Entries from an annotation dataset
━━━━

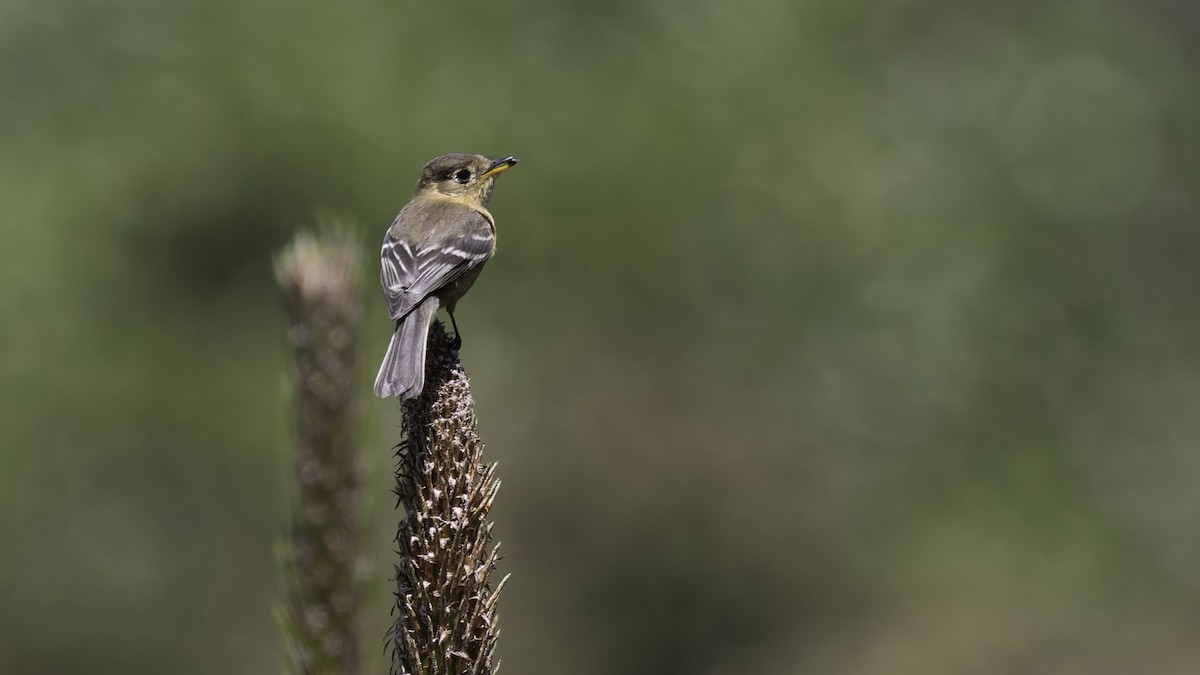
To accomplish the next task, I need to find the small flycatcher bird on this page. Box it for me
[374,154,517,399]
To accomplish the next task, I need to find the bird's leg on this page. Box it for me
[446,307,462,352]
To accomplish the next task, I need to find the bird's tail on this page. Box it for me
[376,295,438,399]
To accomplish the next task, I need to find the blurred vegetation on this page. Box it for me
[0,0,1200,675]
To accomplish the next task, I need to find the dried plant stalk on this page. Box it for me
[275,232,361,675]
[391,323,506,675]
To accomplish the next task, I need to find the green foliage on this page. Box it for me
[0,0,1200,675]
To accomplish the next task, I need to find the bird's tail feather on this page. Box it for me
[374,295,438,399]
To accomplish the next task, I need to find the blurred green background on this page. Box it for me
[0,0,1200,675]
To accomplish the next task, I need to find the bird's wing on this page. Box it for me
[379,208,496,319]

━━━━

Exercise brief
Copy all of the data above word for word, including every set of coordinates. Leave out the picture.

Output for this exercise
To accomplish the next task, I need to find the small flycatcher bird on this page. Box it for me
[374,154,517,399]
To accomplish the next task, I need to find the bird's leg on this page. Box it for me
[446,307,462,352]
To accomplish the next task, I need to find the bird's tail on this page. Box it for me
[376,295,438,399]
To accomplish the next task, I need to find the blurred vegetation on this page. Box it for me
[0,0,1200,675]
To accomplish the next task, I need to find the dried plant stalk on this page. Box it for me
[275,232,361,675]
[391,323,506,675]
To accomplish the next task, I need to find the green foliage on this page. Box it for me
[0,0,1200,675]
To accomplish the next task, I need to find the bird's tail feather on this page. Box it for me
[374,295,438,399]
To accomplish the next task, I need to find the blurred green background on this page. Box it for me
[0,0,1200,675]
To accomplish the next task, I need to find the bird's wing on this page. Box it for me
[379,208,496,319]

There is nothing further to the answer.